__RECORD LIST__:

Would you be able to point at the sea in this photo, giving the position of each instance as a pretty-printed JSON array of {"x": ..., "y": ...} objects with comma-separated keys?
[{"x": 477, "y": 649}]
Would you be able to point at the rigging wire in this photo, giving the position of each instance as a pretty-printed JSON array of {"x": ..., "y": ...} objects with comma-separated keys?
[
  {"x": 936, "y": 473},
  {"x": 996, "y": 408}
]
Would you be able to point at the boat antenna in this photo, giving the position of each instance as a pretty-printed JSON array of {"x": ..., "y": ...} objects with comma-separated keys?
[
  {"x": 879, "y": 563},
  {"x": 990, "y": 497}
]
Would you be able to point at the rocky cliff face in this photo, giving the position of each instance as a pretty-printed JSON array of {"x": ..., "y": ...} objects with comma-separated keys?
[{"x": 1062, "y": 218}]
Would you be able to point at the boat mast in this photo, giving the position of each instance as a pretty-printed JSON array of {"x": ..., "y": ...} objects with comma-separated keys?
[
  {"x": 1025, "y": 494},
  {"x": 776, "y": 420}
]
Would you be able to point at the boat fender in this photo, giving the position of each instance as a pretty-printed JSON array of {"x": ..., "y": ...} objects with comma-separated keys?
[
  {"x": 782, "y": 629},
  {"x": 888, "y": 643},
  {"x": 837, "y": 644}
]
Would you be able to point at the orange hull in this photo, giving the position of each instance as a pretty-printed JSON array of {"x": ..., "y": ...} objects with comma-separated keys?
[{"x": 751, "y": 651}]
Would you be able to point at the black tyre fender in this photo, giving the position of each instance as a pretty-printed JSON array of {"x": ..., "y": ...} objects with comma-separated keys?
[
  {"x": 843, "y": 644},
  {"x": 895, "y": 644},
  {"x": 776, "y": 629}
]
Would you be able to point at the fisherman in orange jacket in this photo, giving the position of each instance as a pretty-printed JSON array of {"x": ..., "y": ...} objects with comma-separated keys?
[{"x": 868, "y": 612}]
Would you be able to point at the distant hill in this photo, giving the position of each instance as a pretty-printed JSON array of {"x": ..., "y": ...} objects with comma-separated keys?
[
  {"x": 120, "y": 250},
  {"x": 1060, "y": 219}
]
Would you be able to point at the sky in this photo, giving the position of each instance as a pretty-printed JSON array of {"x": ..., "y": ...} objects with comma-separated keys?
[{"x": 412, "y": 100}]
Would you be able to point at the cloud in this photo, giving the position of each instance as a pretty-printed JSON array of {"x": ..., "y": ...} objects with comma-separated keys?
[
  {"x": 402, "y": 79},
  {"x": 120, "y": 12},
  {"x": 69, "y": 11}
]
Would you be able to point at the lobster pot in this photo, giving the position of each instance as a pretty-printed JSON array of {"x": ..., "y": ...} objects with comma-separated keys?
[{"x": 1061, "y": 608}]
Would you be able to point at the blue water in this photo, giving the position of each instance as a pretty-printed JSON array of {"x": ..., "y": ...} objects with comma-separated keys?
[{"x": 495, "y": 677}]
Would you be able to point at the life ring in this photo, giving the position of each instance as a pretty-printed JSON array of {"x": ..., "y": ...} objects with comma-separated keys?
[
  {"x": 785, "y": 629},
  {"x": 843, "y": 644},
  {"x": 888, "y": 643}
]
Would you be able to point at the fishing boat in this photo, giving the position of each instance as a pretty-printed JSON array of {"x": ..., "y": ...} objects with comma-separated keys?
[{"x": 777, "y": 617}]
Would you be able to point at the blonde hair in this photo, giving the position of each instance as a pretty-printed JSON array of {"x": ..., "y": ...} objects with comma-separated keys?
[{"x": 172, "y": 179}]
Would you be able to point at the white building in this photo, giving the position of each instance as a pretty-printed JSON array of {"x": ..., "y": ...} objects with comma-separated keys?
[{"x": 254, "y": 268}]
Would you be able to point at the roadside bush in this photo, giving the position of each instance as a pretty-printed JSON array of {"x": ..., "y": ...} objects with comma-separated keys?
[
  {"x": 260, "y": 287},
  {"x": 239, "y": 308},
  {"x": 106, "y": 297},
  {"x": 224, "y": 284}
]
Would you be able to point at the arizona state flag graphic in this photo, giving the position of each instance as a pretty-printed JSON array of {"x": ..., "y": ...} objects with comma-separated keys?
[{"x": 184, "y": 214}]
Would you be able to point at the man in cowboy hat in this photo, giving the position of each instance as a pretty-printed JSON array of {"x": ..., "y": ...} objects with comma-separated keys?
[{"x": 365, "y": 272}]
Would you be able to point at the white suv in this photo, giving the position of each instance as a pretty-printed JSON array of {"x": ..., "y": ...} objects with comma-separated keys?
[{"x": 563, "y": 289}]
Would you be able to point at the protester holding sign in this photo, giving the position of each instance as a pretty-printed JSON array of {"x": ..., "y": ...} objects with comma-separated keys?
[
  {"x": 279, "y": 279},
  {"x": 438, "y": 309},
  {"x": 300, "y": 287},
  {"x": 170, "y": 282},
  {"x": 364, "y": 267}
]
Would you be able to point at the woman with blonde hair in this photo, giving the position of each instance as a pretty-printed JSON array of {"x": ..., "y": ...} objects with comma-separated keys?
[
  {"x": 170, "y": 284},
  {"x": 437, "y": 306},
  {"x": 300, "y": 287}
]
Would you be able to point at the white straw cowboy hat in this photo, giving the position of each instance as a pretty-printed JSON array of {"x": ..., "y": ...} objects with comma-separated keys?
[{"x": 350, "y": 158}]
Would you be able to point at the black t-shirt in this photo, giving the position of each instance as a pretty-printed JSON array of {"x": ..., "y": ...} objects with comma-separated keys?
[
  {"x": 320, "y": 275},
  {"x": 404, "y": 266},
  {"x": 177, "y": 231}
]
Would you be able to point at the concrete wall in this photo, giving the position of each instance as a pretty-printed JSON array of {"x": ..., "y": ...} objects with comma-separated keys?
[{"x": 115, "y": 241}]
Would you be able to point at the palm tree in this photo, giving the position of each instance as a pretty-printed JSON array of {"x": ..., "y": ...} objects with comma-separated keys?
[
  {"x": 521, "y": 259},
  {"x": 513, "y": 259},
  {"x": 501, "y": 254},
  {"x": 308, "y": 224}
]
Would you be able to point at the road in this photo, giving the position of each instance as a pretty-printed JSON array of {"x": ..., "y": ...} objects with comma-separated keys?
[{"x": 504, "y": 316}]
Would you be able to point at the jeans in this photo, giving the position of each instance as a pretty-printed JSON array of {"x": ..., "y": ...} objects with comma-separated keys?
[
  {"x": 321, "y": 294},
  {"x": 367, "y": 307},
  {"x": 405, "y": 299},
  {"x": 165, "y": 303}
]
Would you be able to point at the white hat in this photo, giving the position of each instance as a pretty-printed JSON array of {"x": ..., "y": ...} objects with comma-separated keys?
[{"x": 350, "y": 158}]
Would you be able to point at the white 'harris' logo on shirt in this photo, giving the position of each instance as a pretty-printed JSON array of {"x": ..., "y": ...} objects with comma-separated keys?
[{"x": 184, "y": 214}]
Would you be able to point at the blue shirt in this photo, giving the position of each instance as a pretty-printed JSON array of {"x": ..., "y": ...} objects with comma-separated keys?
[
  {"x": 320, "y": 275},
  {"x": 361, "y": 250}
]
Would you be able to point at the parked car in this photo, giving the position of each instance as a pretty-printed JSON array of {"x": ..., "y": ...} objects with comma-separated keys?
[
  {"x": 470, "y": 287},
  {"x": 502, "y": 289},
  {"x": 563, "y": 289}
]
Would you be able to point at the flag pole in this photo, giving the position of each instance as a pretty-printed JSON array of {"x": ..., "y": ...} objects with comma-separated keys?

__OBJECTIVE__:
Copy every one of the records above word for word, with each line unchanged.

__WRITTEN SOLUTION__:
Would you be able to point at the sea in this photo, giving the position of each instance as a pretty-printed JSON array of {"x": ..., "y": ...} objects with comma-separated keys?
[{"x": 477, "y": 649}]
Would you be able to point at the rigging wire in this photo, giving the position of each instance as a pretty-printed JSON array of {"x": ..., "y": ...} objects with comma-separated keys?
[
  {"x": 936, "y": 473},
  {"x": 996, "y": 408}
]
Would you be able to point at the boat antenna in this photo, giving the position of each instance as a pretty-printed JSON array of {"x": ..., "y": ...} objects with comma-separated keys?
[
  {"x": 879, "y": 563},
  {"x": 990, "y": 497}
]
Would you be able to point at the rocky cliff face in this photo, giving the position of each instance as a pretty-printed JSON array of {"x": ..., "y": ...} objects with comma-separated keys?
[{"x": 1062, "y": 218}]
Would you be able to point at the boat mast in this photo, giving the position of each instance as a pretty-printed JSON array of {"x": ..., "y": ...} objects with comma-separated keys?
[
  {"x": 1025, "y": 494},
  {"x": 776, "y": 420}
]
Would you be able to point at the boat fender in this photo, giving the position of each instance as a pretty-printed JSON array of {"x": ..., "y": ...} objects with comma-separated keys?
[
  {"x": 782, "y": 629},
  {"x": 888, "y": 643},
  {"x": 837, "y": 644}
]
Would you be able to point at the orange hull in this photo, giving the position of each instance as a pretty-printed JSON array of {"x": ..., "y": ...} objects with comma-separated keys?
[{"x": 751, "y": 651}]
Would you be able to point at the black tyre fender in this photo, giving the position of each instance as a pretty-printed JSON array of {"x": ..., "y": ...} objects with comma-separated keys?
[
  {"x": 843, "y": 644},
  {"x": 895, "y": 644},
  {"x": 776, "y": 629}
]
Would you be able to point at the fisherman in orange jacket in this photo, giving the position of each instance as a pretty-printed JSON array of {"x": ..., "y": ...} objects with comma-separated keys?
[{"x": 868, "y": 612}]
Would you be able to point at the distant hill in this photo, giving the position of each instance as a pretty-printed JSON array of {"x": ..., "y": ...} objects with comma-separated keys?
[
  {"x": 120, "y": 250},
  {"x": 1060, "y": 219}
]
Would you be able to point at the sky in this photo, giving the position of each instance as a pretty-printed JSON array of {"x": ..., "y": ...} objects with comma-separated keys?
[{"x": 412, "y": 100}]
Would you be able to point at the cloud in this photo, giving the position of each instance as a pretty-printed JSON array of {"x": ..., "y": ...} objects with comma-separated keys?
[
  {"x": 402, "y": 79},
  {"x": 120, "y": 12},
  {"x": 69, "y": 11}
]
Would you be able to point at the lobster pot in this photo, giving the position of each instance as a pretty-printed JSON array of {"x": ..., "y": ...} objects with comma-separated keys?
[{"x": 1061, "y": 608}]
Would you be able to point at the blue water in this photo, giving the position of each instance as a pretty-printed JSON array of {"x": ..., "y": ...} objects with comma-separated keys?
[{"x": 495, "y": 677}]
Would you be able to point at the life ring in this photo, giving the position of each instance as a pretty-printed JSON array of {"x": ..., "y": ...} objects with comma-separated keys?
[
  {"x": 785, "y": 629},
  {"x": 843, "y": 644},
  {"x": 888, "y": 643}
]
Would you be able to point at the fishing boat in this photo, giving the position of each instance as a pretty-printed JSON array of {"x": ..., "y": ...} objects with comma-separated keys?
[{"x": 777, "y": 617}]
Would you be able to point at the blonde hair in this photo, giving the position of each instance as a pretty-printed JSON array of {"x": ..., "y": ...} objects with comma-separated keys?
[{"x": 172, "y": 179}]
Would you be able to point at the white building in this photo, giving the position of each instance as a pretty-printed JSON array of {"x": ..., "y": ...} objects with comma-separated keys?
[{"x": 254, "y": 268}]
Would you be able to point at the roadside bush in this photo, giving the position of each instance as a pretty-printed JSON array of {"x": ..., "y": ...} objects with comma-separated keys?
[
  {"x": 260, "y": 287},
  {"x": 239, "y": 308},
  {"x": 106, "y": 297},
  {"x": 224, "y": 284}
]
Would you be able to point at the arizona state flag graphic in this photo, giving the position of each instance as a pretty-printed JSON array of {"x": ..., "y": ...} objects with comma-separated keys?
[{"x": 184, "y": 214}]
Would you be able to point at the man in cowboy hat in this photo, giving the position of each instance as a pretty-printed JSON array of {"x": ..., "y": ...} objects with comma-separated keys?
[{"x": 365, "y": 272}]
Would you be able to point at the white suv in this photo, giving the position of each instance as a pretty-printed JSON array of {"x": ..., "y": ...} objects with comma-separated keys?
[{"x": 563, "y": 289}]
Would you be able to point at the protester holding sign in this photo, giving the position of each instance as a pretty-printed JSON array of {"x": ..., "y": ...} objects with comma-separated keys?
[
  {"x": 279, "y": 279},
  {"x": 438, "y": 309},
  {"x": 300, "y": 287},
  {"x": 170, "y": 282},
  {"x": 364, "y": 267}
]
Would you be able to point at the woman with blonde hair in this photo, giving the position of each instance as a pretty-printed JSON array of {"x": ..., "y": ...} objects with comma-separated keys?
[
  {"x": 170, "y": 284},
  {"x": 437, "y": 306},
  {"x": 300, "y": 287}
]
Would you be able to point at the white straw cowboy hat in this photo, giving the position of each instance as a pretty-printed JSON array of {"x": ..., "y": ...} objects with comma-separated keys?
[{"x": 350, "y": 158}]
Would you be able to point at the black t-shirt in this photo, giving the position of each instance as a pretty-printed JSON array of {"x": ..., "y": ...} objects with comma-separated keys?
[
  {"x": 320, "y": 275},
  {"x": 404, "y": 266},
  {"x": 177, "y": 231}
]
Would you be able to point at the concrete wall in this photo, giving the position of each instance as a pretty-printed JSON array of {"x": ..., "y": ...} objects with comma-separated keys?
[{"x": 115, "y": 241}]
Would you be able to point at the palm tree in this photo, giving the position of each instance as a pretty-printed JSON array of {"x": ..., "y": ...} objects with comma-separated keys?
[
  {"x": 521, "y": 259},
  {"x": 513, "y": 259},
  {"x": 501, "y": 254},
  {"x": 308, "y": 224}
]
Would you be able to point at the road in this photo, giving the position of each instance as a pretty-printed JSON array of {"x": ..., "y": ...} objects with comma-separated keys?
[{"x": 504, "y": 316}]
Would you be able to point at the jeans in this photo, giving the position of each instance as a pretty-printed JSON array of {"x": ..., "y": ...} objects with comma-separated keys?
[
  {"x": 321, "y": 294},
  {"x": 367, "y": 307},
  {"x": 405, "y": 299},
  {"x": 165, "y": 303}
]
Would you be able to point at the white hat in this photo, giving the position of each instance as a pretty-printed JSON array of {"x": ..., "y": ...} objects with comma-separated keys?
[{"x": 350, "y": 158}]
Would you be able to point at the white 'harris' logo on shirt in this photo, giving the position of each instance as a pretty-printed JSON array of {"x": ..., "y": ...} objects with comma-separated keys?
[{"x": 184, "y": 214}]
Would you be able to point at the blue shirt in this photo, giving the position of each instance as a pretty-printed JSON array of {"x": ..., "y": ...} objects with comma-separated keys?
[
  {"x": 320, "y": 275},
  {"x": 361, "y": 250}
]
Would you be able to point at the parked car in this photo, giving the position of each instance as a pretty-printed JSON array of {"x": ..., "y": ...} objects with comma-separated keys?
[
  {"x": 470, "y": 287},
  {"x": 502, "y": 289},
  {"x": 563, "y": 289}
]
Would you be able to point at the flag pole in this photo, giving the position of each instance as a pretty-printed JSON array of {"x": ..., "y": ...} objects with comma-separated keys?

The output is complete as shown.